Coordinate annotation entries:
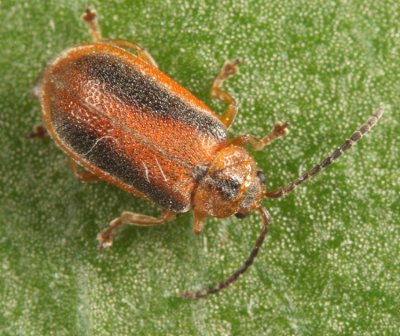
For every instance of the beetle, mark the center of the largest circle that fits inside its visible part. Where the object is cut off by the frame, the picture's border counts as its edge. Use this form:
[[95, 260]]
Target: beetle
[[109, 107]]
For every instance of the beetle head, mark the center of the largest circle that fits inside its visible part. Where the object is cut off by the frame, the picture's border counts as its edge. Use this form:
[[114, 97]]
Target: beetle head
[[232, 185]]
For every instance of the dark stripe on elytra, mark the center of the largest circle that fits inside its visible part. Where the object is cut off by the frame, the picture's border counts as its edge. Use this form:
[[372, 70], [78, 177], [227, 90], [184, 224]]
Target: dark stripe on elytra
[[103, 156], [132, 87]]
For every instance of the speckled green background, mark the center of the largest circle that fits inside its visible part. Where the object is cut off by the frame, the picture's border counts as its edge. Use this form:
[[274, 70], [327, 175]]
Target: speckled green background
[[330, 265]]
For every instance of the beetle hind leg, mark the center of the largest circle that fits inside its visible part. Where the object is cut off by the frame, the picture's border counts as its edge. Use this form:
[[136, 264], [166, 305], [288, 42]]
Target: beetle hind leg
[[229, 69], [131, 218]]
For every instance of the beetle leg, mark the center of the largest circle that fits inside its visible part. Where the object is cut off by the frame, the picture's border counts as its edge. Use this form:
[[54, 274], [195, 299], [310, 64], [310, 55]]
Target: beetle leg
[[198, 222], [130, 218], [280, 130], [39, 132], [90, 17], [80, 173], [230, 68], [142, 53]]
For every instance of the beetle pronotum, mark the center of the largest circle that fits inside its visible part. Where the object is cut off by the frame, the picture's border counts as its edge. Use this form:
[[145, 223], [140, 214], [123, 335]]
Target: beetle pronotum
[[117, 115]]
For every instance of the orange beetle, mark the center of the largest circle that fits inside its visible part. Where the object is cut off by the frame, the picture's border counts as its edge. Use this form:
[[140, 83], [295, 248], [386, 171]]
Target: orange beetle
[[117, 115]]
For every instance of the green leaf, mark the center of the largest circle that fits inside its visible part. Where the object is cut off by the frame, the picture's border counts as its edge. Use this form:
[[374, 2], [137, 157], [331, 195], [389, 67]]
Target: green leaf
[[330, 264]]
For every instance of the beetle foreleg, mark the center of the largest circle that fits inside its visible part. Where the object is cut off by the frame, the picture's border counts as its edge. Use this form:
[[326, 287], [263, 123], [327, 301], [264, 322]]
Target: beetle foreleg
[[131, 218], [142, 53], [230, 68], [90, 17], [280, 130], [235, 275]]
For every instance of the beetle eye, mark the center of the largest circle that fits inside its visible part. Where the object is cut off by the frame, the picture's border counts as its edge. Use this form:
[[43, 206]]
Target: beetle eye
[[261, 176]]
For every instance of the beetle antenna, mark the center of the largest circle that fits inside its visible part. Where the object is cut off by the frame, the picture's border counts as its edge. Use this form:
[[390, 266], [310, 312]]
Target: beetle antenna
[[357, 135], [266, 219]]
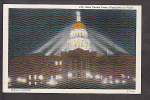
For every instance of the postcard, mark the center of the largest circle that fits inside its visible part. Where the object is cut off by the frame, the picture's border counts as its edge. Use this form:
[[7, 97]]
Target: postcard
[[72, 49]]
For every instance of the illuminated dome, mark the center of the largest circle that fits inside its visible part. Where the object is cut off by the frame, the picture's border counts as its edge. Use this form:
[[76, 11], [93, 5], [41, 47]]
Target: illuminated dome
[[78, 36], [78, 24]]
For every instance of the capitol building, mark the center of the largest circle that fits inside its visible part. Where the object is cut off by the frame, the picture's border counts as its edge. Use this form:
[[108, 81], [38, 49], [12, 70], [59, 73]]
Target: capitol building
[[79, 65]]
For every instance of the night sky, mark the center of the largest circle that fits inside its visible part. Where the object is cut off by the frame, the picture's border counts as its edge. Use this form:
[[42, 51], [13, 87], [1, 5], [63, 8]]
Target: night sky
[[29, 29]]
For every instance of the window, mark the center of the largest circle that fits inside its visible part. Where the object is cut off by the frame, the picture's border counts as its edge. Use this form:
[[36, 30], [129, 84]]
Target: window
[[56, 62], [29, 77], [60, 62]]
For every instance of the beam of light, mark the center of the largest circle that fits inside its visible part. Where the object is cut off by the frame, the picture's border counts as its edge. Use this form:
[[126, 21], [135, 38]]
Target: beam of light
[[106, 40], [55, 38], [57, 45], [62, 48], [50, 42], [100, 45], [94, 47]]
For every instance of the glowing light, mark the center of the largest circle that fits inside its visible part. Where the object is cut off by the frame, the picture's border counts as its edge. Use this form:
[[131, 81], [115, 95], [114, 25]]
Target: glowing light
[[117, 81], [58, 77], [35, 83], [111, 82], [29, 83], [101, 45], [128, 77], [52, 82], [9, 79], [97, 76], [104, 81], [19, 79], [23, 80], [70, 75], [123, 81], [41, 77], [110, 77], [123, 76], [134, 79], [60, 62], [101, 77], [88, 75], [35, 77], [29, 77]]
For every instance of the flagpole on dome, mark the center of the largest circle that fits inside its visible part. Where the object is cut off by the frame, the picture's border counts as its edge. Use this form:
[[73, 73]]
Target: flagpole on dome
[[78, 16]]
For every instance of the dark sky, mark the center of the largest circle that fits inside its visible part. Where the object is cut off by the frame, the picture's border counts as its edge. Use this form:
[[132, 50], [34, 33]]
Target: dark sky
[[29, 29]]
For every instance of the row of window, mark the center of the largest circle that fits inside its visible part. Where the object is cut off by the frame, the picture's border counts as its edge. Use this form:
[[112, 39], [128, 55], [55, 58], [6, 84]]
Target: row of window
[[78, 34], [58, 62], [78, 43]]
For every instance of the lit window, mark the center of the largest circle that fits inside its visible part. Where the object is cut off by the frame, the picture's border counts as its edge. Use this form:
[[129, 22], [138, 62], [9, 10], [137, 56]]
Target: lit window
[[56, 62], [79, 34], [35, 77], [29, 83], [29, 77], [41, 77], [60, 63]]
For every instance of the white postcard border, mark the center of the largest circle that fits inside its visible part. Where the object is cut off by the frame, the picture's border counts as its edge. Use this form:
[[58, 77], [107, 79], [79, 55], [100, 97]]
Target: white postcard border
[[102, 91]]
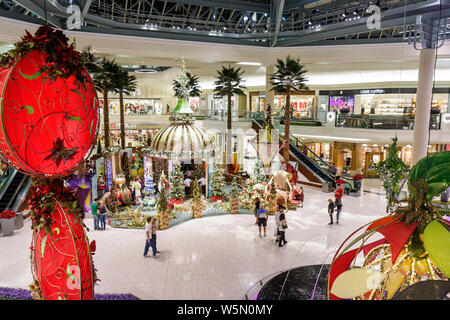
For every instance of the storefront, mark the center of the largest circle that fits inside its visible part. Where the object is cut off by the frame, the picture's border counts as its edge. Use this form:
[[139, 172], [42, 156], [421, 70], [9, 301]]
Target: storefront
[[387, 101], [257, 101], [218, 106], [135, 106], [302, 104], [322, 149]]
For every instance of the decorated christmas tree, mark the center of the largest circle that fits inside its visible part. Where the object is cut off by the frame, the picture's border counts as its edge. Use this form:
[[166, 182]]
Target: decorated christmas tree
[[217, 183], [163, 210], [126, 167], [176, 183], [234, 197], [271, 199], [247, 197], [258, 173], [393, 173], [99, 147], [197, 203]]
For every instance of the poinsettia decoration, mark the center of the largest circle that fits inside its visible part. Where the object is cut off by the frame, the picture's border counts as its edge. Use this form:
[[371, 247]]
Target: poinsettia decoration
[[7, 214], [42, 202], [60, 153], [62, 60]]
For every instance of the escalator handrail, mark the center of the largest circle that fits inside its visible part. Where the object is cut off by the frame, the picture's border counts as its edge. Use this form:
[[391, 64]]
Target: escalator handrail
[[316, 170], [24, 177], [12, 173], [21, 190], [281, 129]]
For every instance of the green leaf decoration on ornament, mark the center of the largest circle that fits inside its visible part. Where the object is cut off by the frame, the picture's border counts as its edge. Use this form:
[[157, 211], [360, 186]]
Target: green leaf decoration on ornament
[[43, 242], [29, 109], [435, 170], [76, 119], [355, 282], [436, 240], [70, 274], [33, 76], [78, 93]]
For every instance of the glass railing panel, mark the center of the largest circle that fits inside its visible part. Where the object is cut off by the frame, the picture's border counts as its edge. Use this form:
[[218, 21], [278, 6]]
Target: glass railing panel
[[387, 122]]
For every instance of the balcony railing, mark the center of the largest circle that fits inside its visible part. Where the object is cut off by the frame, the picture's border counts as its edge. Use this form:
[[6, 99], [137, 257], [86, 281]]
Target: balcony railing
[[392, 122]]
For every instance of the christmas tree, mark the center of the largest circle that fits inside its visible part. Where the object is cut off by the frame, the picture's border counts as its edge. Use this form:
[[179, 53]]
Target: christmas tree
[[163, 210], [99, 147], [197, 203], [247, 197], [258, 172], [217, 182], [176, 183], [126, 167], [271, 199], [234, 195]]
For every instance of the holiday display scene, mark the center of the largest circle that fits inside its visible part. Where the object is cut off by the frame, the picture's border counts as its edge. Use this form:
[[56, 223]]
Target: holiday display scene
[[181, 204]]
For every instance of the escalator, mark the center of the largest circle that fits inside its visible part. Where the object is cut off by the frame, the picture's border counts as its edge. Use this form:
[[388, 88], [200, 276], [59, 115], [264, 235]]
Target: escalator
[[310, 165], [13, 187]]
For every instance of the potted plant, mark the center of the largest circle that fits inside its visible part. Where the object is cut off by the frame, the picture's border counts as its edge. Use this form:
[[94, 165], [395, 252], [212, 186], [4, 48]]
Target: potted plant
[[288, 77], [7, 221]]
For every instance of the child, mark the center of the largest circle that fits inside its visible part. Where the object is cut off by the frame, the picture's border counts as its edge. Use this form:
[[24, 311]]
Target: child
[[331, 206]]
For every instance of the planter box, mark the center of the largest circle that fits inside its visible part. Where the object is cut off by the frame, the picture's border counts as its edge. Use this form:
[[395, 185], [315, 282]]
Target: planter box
[[18, 224], [215, 199], [7, 226]]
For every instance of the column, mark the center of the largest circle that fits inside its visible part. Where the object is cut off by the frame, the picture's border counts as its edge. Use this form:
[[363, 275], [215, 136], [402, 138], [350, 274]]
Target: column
[[270, 95], [423, 104]]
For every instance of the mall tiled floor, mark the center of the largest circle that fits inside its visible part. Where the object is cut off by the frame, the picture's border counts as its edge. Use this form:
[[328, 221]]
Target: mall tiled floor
[[210, 258]]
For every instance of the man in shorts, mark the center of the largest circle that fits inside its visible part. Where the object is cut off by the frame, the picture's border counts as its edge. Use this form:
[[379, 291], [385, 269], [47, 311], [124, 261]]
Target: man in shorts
[[262, 220]]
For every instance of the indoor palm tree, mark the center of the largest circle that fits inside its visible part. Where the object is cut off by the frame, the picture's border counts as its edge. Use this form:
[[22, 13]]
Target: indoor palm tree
[[192, 86], [124, 84], [288, 77], [228, 83], [104, 80]]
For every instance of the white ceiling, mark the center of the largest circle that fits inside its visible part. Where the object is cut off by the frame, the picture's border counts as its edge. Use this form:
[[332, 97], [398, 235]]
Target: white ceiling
[[326, 65]]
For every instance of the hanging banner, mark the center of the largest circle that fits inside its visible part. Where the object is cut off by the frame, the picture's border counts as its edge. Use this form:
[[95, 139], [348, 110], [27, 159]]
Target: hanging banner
[[108, 173], [148, 179], [210, 173]]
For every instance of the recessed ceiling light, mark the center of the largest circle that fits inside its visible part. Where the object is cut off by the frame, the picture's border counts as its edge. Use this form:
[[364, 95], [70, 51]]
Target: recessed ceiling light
[[249, 63]]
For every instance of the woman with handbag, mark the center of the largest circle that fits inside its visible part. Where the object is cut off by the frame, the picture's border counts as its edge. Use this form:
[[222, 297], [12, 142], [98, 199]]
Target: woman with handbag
[[283, 227]]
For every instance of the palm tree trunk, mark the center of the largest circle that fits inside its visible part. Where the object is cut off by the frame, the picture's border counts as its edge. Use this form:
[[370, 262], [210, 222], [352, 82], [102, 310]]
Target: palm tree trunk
[[287, 124], [122, 121], [229, 124], [106, 117]]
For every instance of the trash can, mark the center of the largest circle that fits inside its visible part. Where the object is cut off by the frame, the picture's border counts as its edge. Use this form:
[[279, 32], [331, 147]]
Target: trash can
[[18, 223]]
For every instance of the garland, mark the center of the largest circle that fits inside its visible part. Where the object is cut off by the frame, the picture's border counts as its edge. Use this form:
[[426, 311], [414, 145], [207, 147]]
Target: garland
[[61, 59], [42, 202]]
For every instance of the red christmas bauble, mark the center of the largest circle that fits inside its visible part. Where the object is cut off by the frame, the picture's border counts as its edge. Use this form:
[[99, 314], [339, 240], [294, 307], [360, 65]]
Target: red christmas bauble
[[47, 127], [62, 260]]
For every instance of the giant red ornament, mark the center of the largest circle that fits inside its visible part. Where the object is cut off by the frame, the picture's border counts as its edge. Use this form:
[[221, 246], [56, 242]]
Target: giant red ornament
[[47, 127], [63, 265]]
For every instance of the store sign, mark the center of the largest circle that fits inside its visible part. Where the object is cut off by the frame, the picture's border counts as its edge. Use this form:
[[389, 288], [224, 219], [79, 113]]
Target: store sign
[[127, 125], [108, 174], [148, 180], [210, 174], [372, 91]]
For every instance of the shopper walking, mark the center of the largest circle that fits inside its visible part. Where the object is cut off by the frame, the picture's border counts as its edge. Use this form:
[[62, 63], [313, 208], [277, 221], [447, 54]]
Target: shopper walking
[[277, 222], [148, 237], [262, 220], [283, 226], [202, 182], [338, 201], [95, 211], [102, 215], [257, 206], [153, 244], [187, 186], [331, 206]]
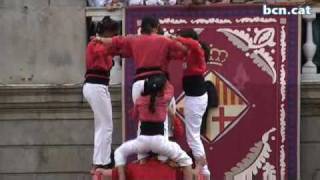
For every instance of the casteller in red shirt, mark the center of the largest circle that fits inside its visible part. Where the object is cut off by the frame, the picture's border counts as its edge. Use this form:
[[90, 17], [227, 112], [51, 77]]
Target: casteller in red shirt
[[141, 110], [150, 52], [98, 62]]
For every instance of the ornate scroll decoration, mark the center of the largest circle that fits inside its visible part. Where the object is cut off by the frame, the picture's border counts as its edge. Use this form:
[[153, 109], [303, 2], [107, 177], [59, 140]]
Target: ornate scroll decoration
[[255, 160], [255, 47]]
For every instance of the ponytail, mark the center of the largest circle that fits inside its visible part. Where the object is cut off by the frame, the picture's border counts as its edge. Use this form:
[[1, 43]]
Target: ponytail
[[152, 104]]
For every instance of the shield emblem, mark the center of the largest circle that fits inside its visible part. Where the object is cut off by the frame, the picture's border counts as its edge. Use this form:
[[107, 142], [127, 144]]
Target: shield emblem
[[232, 107]]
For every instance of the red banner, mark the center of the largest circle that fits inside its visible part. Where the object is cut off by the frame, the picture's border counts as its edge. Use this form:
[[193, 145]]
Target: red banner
[[254, 66]]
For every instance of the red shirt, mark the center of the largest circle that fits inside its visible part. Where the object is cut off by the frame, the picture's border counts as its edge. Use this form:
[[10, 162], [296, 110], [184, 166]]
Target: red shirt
[[98, 56], [141, 108], [147, 50], [195, 59]]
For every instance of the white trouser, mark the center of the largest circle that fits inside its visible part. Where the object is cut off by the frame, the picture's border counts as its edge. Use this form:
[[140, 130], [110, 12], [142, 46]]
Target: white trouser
[[137, 89], [156, 144], [98, 97], [194, 108]]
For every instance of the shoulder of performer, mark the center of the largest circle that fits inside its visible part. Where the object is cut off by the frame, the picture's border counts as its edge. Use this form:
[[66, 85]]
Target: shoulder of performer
[[168, 91], [189, 42]]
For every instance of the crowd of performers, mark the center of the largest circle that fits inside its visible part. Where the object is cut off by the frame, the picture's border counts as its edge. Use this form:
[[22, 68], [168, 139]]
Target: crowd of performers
[[152, 94]]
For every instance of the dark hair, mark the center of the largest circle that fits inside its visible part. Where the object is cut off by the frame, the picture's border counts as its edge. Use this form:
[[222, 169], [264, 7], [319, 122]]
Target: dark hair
[[190, 33], [148, 24], [206, 50], [107, 25], [152, 86]]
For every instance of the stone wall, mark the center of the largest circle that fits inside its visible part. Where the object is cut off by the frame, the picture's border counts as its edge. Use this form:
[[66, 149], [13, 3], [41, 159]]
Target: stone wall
[[42, 41], [46, 133], [310, 131]]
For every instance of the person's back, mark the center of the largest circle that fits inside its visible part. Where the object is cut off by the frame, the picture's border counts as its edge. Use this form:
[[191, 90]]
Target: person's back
[[142, 112], [150, 110], [150, 50]]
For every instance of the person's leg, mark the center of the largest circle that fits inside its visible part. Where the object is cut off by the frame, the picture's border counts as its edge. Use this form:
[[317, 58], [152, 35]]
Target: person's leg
[[98, 97], [194, 108], [187, 173], [122, 172], [137, 89]]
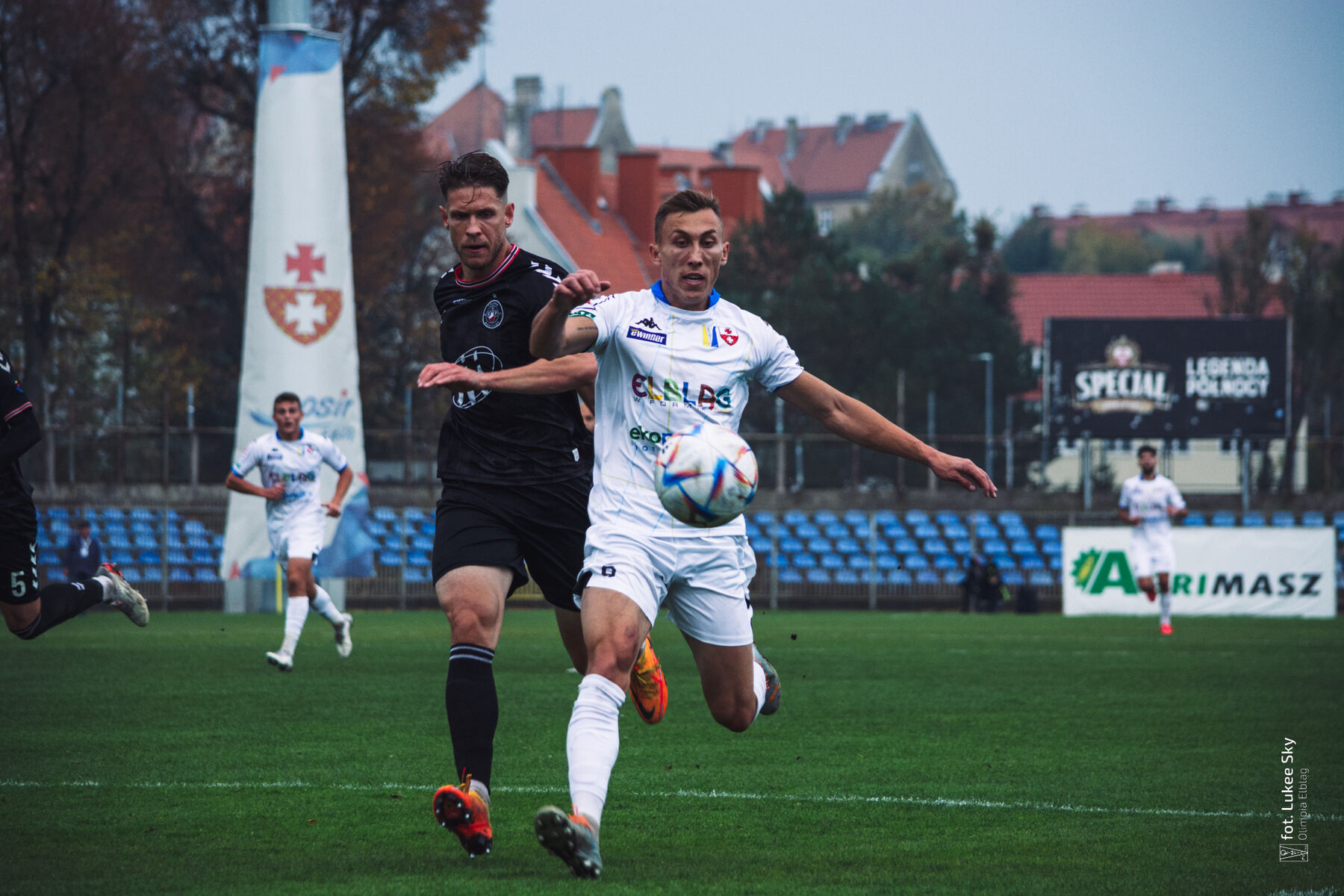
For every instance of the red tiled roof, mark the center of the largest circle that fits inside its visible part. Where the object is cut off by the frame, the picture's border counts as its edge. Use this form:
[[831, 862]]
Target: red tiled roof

▶ _The problem_:
Rewrite everything from the line containing "For every instance of the storefront, mark" down to the line containing "104], [322, 149]]" as a Markdown table with the columns Row and Line. Give each line its own row and omit any blank lines.

▶ _Task response_:
| Row | Line |
|---|---|
| 1 | For every instance of the storefront, mark the center of the largest circle that fits inside its visible part. Where the object is cut off by the frame, the picture's border counts as its edge. Use this form: |
| 2 | [[139, 172], [42, 156], [421, 70], [9, 301]] |
| 3 | Target: storefront |
| 4 | [[387, 101], [257, 101], [218, 106], [135, 106], [302, 104], [322, 149]] |